RECORDS PROVIDED =>
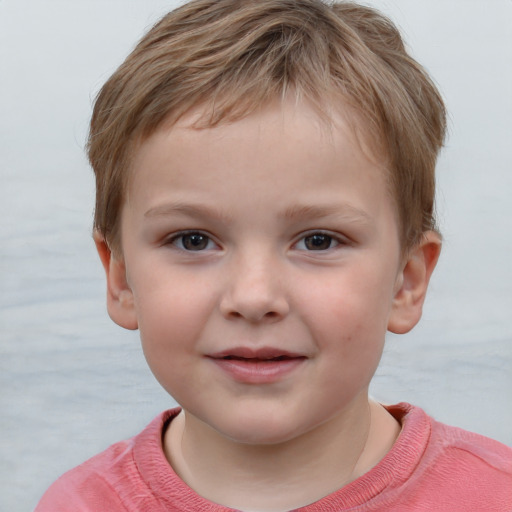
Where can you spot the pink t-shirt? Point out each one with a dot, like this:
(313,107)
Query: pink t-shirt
(431,467)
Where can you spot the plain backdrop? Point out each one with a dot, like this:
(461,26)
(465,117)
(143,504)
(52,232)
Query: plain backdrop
(71,382)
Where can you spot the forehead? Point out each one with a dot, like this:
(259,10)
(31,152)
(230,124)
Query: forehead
(284,154)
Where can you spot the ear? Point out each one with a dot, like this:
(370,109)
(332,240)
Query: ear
(412,283)
(120,302)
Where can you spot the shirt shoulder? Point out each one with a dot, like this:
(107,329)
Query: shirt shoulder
(461,470)
(110,480)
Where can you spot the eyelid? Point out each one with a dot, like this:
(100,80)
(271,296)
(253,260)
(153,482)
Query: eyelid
(171,239)
(337,237)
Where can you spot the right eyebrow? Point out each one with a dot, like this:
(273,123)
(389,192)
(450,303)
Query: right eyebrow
(196,210)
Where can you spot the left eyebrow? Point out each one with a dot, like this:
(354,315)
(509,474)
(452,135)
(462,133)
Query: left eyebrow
(346,211)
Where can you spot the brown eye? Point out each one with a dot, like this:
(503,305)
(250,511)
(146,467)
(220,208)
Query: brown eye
(192,242)
(318,242)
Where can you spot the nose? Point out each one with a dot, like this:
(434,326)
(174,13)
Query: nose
(255,291)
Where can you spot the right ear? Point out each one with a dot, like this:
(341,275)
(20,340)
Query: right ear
(120,301)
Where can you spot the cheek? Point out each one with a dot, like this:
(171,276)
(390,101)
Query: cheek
(172,314)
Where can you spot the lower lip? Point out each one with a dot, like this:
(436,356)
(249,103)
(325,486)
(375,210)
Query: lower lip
(257,371)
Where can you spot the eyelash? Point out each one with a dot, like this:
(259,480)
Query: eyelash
(338,240)
(331,238)
(181,235)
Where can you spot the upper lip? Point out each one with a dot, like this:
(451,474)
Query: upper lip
(261,353)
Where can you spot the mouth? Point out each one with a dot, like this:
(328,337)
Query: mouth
(264,354)
(257,366)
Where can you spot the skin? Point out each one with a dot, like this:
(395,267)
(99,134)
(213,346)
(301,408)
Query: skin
(257,195)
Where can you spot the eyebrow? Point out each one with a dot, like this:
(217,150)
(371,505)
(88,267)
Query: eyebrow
(189,209)
(293,213)
(347,211)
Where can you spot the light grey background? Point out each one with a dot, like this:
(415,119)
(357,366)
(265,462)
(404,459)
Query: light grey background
(72,382)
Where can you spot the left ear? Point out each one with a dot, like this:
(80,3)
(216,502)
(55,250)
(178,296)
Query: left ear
(412,283)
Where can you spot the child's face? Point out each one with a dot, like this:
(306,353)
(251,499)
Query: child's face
(262,268)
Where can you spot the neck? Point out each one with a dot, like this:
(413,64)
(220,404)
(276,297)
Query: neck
(284,476)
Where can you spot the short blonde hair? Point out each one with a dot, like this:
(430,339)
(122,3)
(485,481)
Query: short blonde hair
(234,56)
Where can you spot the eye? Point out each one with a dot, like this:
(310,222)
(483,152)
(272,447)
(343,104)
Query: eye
(317,242)
(192,241)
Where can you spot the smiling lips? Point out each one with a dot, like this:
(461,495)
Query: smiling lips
(257,366)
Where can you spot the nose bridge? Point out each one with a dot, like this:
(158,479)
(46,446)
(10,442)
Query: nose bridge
(255,286)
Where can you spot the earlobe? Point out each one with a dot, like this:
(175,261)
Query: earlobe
(412,283)
(120,302)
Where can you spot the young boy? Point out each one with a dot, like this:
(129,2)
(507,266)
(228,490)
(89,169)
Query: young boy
(264,214)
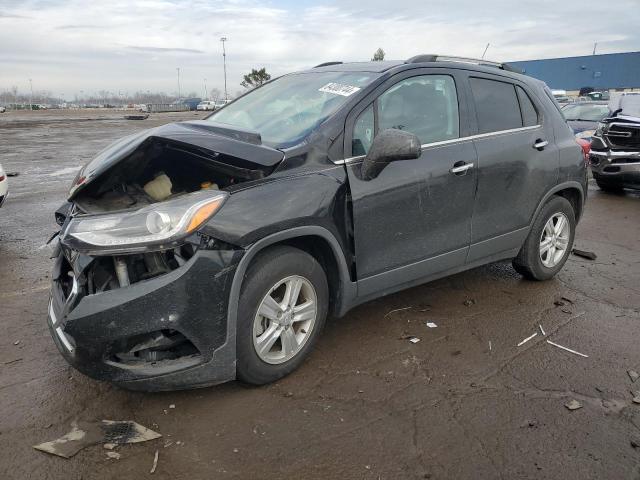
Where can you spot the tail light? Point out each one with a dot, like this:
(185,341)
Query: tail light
(586,147)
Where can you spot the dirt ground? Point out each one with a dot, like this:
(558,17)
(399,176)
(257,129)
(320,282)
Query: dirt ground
(463,403)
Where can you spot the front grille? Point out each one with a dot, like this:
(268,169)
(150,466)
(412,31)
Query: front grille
(624,136)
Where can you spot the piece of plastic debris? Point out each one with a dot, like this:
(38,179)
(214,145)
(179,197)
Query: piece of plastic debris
(155,462)
(584,254)
(84,434)
(527,339)
(567,349)
(397,310)
(573,405)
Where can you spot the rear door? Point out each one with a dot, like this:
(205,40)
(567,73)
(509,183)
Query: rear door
(517,163)
(414,219)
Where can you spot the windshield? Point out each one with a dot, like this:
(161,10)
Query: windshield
(586,112)
(289,108)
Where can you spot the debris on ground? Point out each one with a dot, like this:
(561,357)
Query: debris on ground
(396,310)
(573,405)
(527,339)
(567,349)
(85,434)
(584,254)
(136,117)
(155,462)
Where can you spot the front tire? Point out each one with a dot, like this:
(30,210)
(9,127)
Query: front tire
(282,311)
(549,242)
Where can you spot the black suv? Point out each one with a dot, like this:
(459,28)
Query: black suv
(203,251)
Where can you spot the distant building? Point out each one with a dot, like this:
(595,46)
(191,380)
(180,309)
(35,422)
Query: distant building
(611,71)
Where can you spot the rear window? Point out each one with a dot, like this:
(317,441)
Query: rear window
(497,106)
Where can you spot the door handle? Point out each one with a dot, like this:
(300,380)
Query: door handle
(460,168)
(540,144)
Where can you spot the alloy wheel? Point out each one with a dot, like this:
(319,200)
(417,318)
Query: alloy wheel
(284,320)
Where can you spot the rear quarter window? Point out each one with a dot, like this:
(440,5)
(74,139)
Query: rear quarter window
(497,106)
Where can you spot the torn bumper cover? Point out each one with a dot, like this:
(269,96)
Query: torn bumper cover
(162,333)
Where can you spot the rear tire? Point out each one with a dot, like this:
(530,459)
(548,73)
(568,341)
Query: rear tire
(275,331)
(549,242)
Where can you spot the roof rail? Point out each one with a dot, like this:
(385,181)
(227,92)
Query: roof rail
(449,58)
(326,64)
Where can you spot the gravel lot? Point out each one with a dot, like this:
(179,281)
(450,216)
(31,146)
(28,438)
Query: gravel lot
(368,404)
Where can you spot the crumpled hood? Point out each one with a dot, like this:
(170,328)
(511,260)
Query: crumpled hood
(238,147)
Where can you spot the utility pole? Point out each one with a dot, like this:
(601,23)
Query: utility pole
(224,63)
(179,96)
(485,51)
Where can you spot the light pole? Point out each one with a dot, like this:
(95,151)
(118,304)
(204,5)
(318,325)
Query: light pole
(179,96)
(224,63)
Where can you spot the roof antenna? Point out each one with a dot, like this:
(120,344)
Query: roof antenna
(485,51)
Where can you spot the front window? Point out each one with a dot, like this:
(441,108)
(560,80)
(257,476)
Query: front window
(585,112)
(289,108)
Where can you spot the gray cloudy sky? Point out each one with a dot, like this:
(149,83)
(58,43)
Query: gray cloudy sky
(68,46)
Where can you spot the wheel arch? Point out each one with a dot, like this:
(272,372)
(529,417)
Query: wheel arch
(573,191)
(318,242)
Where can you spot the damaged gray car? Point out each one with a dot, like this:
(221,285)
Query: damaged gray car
(203,251)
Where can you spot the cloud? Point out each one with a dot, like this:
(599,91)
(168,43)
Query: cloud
(164,50)
(129,45)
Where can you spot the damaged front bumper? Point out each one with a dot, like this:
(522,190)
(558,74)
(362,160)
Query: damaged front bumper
(162,333)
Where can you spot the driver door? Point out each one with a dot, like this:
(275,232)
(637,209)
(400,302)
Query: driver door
(414,219)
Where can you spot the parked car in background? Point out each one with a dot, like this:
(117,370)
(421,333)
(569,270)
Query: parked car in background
(206,105)
(583,117)
(4,186)
(615,146)
(203,251)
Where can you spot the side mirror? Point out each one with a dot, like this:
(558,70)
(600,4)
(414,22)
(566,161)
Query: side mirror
(388,146)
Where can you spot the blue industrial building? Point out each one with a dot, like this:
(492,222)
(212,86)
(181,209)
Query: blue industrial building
(611,71)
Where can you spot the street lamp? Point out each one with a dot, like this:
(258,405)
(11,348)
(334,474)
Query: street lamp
(179,96)
(224,62)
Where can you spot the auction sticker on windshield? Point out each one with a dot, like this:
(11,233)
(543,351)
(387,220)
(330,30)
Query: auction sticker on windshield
(339,89)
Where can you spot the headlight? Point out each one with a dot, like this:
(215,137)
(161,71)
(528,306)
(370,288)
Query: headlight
(159,225)
(586,134)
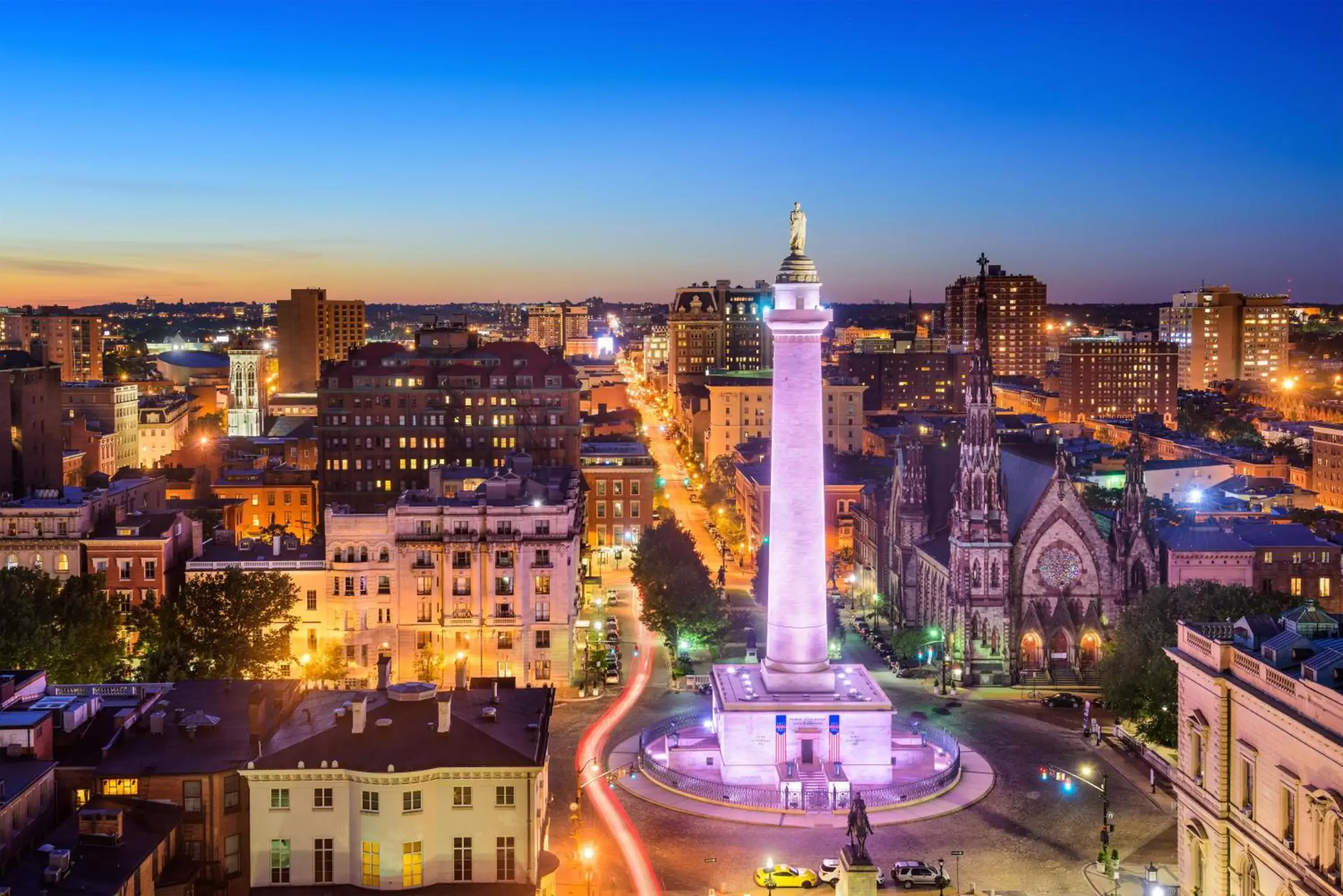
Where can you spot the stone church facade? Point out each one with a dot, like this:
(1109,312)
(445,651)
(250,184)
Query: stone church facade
(1024,580)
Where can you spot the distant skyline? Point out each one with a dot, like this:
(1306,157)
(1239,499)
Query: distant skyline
(534,152)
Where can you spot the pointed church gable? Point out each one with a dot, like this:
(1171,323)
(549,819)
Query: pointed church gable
(1031,620)
(1060,550)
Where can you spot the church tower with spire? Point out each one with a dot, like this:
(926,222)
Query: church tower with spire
(1133,550)
(979,545)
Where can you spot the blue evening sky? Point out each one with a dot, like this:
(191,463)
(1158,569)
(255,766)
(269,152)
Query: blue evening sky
(456,151)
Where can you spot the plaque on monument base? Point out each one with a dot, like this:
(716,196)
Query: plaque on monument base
(857,874)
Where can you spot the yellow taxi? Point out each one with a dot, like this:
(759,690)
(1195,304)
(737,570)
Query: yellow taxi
(786,876)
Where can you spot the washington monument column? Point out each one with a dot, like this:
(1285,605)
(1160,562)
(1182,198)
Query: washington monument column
(797,655)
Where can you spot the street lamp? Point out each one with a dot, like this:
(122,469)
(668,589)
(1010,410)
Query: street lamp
(589,855)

REQUIRED TASK =>
Repeat only what runs from the line holding "Where can you spot the plaque" to the end of the data, keeping every line exactly as written, first and last included.

OUTPUT FOR THIS EXERCISE =>
Where can you spot the plaque on monument base? Point out each one with a dot, like this:
(716,196)
Query: plaque on monument base
(857,874)
Where can you spot the yellow taxi? Point out each one with a dot, like this:
(759,690)
(1195,304)
(737,570)
Query: yellow taxi
(786,876)
Where can you spot the washington monument column? Point out each one with a dot, like this:
(1285,605)
(1160,562)
(1182,198)
Query: washington monument column
(797,655)
Where can you spot the street lamp? Point out each one with a dot, like this:
(122,469)
(668,589)
(1010,410)
Query: street lamp
(589,855)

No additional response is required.